ARTICLE:
(begin)
Repeat last 2 steps.

Top with remaining lasagne sheets, meat (if any), and cheese sauce.

Top with 1 cup grated dairy free cheese, spread out evenly.

Bake for 45 minutes.

Cover top with foil, let rest for 5–10 minutes before serving.

 

 

Beef and Vegetable Fried Rice

 

2 tsp vegetable oil

200g beef steak cut into thin strips

3 spring onions, thinly sliced

1 small carrot, finely diced

1 bunch broccoli, trimmed, cut into 3 cm pieces

125g can corn kernels, drained

50g diced ham

3 tsp soy sauce

1 tsp sesame oil

Cooked rice

Heat a frying pan over high heat. Add 1 tsp oil and swirl to coat. Add half the steak and cook for 2 minutes or until browned. Transfer to a bowl. Repeat with remaining steak.
(end)
WHAT YOU ARE ASKED TO DO:
Can you copy the recipe text above word for word, from start to finish?

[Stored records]
(begin)
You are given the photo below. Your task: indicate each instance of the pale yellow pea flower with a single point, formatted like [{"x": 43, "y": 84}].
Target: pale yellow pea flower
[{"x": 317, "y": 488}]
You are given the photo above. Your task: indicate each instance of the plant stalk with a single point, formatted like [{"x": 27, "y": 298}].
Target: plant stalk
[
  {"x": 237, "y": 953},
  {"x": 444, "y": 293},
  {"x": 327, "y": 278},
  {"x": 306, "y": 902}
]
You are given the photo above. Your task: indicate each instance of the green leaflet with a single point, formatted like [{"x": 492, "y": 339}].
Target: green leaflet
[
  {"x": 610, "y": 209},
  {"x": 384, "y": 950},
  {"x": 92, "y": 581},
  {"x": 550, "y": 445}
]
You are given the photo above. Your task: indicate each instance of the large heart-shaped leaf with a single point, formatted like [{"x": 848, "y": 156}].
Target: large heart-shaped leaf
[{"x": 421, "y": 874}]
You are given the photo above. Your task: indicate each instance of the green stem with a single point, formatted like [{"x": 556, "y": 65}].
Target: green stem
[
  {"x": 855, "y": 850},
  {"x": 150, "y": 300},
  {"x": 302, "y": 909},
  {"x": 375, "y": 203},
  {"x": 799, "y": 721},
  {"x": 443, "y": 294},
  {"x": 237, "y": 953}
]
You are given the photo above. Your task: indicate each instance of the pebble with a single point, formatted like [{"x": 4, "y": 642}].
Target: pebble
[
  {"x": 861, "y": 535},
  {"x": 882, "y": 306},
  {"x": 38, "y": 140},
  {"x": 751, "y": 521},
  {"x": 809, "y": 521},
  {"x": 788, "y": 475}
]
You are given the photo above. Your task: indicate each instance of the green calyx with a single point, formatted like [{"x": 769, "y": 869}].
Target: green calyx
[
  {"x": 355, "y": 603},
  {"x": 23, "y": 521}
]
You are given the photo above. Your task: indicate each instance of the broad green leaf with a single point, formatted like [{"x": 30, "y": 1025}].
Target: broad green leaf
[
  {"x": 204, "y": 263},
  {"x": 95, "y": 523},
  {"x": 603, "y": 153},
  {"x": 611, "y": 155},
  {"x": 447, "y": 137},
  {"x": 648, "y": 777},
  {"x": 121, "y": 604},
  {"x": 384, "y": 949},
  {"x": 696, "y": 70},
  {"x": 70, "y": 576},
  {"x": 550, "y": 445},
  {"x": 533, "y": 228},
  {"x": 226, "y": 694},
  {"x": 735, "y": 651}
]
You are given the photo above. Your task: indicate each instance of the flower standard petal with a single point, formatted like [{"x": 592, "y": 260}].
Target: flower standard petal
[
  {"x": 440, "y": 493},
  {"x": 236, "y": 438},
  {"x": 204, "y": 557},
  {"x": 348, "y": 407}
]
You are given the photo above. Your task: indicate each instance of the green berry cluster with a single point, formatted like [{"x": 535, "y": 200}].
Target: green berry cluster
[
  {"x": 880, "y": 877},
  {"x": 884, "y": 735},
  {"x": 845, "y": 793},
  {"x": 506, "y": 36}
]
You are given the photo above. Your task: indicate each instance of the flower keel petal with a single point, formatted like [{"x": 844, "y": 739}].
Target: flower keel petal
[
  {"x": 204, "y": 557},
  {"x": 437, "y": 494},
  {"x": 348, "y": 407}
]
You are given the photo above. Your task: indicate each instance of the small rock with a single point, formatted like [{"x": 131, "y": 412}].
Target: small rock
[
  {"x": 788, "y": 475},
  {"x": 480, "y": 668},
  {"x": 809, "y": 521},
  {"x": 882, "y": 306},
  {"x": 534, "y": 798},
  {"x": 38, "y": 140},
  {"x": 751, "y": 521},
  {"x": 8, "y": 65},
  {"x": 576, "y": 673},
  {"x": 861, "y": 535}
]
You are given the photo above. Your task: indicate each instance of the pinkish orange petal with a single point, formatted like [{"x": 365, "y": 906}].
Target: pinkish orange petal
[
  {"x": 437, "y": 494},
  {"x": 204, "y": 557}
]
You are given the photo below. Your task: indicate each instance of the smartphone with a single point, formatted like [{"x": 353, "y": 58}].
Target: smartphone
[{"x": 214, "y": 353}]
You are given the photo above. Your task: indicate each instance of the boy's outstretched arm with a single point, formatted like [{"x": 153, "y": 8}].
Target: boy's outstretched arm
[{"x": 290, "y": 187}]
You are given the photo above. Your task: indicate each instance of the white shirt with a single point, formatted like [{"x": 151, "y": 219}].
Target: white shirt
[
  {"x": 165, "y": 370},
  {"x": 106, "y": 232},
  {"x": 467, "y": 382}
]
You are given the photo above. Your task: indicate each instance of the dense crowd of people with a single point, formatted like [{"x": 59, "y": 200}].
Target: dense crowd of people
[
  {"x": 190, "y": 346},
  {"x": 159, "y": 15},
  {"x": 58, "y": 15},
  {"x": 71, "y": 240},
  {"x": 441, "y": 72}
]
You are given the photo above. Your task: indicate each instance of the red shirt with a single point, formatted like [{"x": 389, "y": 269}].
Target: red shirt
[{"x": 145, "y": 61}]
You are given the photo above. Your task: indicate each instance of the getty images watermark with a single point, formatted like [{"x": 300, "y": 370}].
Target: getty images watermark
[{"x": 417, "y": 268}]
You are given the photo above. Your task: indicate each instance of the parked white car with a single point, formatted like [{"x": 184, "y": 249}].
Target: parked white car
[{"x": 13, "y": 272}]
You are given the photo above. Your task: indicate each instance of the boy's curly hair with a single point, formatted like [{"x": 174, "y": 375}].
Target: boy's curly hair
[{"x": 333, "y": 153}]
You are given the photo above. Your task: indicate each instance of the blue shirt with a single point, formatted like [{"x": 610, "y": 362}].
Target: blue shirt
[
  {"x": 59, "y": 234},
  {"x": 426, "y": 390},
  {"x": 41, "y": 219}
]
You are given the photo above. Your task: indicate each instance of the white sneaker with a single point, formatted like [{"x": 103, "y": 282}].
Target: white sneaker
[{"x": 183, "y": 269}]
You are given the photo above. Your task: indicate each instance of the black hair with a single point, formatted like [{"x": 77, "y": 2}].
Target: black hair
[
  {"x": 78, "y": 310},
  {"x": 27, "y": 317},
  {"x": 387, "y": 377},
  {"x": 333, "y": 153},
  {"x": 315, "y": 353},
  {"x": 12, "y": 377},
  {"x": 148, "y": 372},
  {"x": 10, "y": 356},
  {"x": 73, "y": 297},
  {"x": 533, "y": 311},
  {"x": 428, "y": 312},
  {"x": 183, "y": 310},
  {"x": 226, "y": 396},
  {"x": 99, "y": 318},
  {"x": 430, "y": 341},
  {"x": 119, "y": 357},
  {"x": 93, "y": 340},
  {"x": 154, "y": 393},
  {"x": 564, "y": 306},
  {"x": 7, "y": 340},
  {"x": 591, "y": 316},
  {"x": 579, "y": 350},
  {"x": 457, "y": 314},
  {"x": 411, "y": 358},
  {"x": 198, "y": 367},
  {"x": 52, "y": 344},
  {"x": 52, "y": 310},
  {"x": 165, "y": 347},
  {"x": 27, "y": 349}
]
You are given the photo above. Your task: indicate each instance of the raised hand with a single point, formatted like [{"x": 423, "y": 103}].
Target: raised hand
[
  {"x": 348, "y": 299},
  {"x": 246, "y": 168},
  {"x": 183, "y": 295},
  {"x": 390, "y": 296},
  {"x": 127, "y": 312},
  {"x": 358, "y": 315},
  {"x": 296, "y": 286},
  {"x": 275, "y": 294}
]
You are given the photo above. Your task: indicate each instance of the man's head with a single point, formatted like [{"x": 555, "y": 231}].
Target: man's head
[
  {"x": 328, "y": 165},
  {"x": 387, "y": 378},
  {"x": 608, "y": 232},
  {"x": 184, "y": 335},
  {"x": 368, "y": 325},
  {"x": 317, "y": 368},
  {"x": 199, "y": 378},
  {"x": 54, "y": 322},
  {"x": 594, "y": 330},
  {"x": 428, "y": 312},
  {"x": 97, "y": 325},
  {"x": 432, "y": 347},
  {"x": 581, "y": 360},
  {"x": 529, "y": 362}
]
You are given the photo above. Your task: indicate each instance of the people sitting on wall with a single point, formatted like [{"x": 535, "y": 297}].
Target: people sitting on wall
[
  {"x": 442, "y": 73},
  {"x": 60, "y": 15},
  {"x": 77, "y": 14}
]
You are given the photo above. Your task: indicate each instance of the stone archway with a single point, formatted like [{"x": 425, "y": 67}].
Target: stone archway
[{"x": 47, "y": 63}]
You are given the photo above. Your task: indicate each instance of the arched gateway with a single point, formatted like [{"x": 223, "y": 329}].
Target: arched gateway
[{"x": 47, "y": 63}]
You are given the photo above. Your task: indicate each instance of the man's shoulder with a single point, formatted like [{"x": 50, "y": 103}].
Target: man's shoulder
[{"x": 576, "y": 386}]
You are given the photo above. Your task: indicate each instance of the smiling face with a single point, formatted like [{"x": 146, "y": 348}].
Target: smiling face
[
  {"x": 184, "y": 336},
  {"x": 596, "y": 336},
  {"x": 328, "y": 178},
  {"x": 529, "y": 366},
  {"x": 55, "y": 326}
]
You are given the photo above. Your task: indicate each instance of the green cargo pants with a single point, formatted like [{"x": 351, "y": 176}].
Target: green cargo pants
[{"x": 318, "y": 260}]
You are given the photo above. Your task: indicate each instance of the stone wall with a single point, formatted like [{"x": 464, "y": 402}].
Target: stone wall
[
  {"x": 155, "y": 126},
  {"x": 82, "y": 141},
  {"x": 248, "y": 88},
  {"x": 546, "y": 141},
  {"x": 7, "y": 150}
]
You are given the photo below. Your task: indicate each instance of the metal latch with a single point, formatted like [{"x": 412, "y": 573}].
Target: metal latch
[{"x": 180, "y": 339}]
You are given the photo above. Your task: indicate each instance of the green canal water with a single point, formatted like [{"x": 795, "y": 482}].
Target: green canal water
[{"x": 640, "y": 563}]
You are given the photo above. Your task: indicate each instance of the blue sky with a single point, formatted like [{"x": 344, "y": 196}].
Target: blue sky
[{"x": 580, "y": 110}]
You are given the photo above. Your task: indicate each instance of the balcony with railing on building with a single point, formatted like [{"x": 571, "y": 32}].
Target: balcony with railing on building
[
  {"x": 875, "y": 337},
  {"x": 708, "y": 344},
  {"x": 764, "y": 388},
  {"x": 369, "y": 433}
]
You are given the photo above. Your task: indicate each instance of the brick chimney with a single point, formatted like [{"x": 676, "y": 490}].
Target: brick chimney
(end)
OUTPUT OF THE TASK:
Repeat last 2 steps.

Top with remaining lasagne sheets, meat (if any), and cheese sauce.

Top with 1 cup grated dairy free cheese, spread out evenly.

Bake for 45 minutes.

Cover top with foil, let rest for 5–10 minutes before serving.

 

 

Beef and Vegetable Fried Rice

 

2 tsp vegetable oil

200g beef steak cut into thin strips

3 spring onions, thinly sliced

1 small carrot, finely diced

1 bunch broccoli, trimmed, cut into 3 cm pieces

125g can corn kernels, drained

50g diced ham

3 tsp soy sauce

1 tsp sesame oil

Cooked rice

Heat a frying pan over high heat. Add 1 tsp oil and swirl to coat. Add half the steak and cook for 2 minutes or until browned. Transfer to a bowl. Repeat with remaining steak.